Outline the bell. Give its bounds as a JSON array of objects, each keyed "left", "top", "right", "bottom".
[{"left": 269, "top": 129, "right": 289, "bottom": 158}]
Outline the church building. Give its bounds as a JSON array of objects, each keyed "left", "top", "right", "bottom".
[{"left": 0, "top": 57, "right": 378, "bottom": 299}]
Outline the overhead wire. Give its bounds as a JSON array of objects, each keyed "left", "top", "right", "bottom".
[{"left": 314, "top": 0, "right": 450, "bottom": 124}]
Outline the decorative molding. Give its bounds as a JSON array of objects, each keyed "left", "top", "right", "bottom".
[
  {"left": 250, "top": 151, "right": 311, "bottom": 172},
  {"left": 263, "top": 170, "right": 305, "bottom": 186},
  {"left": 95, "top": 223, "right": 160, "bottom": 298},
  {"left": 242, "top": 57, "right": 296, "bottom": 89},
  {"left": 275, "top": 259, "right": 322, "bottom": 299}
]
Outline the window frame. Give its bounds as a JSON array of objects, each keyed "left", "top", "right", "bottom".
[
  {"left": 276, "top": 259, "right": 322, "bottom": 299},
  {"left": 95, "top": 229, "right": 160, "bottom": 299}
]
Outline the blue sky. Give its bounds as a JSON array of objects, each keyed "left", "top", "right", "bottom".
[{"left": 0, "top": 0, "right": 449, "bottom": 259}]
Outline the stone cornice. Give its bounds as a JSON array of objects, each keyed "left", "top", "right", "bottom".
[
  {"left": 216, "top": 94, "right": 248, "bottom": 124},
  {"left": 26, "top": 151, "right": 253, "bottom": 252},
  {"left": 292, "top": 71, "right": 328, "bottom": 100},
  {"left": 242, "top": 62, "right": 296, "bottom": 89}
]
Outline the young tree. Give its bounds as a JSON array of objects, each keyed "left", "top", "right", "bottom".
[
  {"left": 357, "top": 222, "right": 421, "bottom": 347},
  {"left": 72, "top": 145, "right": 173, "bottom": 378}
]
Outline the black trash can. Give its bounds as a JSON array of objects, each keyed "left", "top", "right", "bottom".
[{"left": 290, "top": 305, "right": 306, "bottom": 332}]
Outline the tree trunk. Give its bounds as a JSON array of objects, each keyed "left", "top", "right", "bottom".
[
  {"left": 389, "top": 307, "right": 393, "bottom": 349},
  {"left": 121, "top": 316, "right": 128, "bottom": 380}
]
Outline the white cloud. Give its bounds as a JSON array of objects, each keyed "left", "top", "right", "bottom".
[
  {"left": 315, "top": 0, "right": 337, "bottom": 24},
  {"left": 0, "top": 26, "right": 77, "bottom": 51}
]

--- Exercise goal ---
Count the lines in the records that contain the string "tree", treating uppercase and lowercase letters as distinct. Reply with only the number.

--- Reply ---
2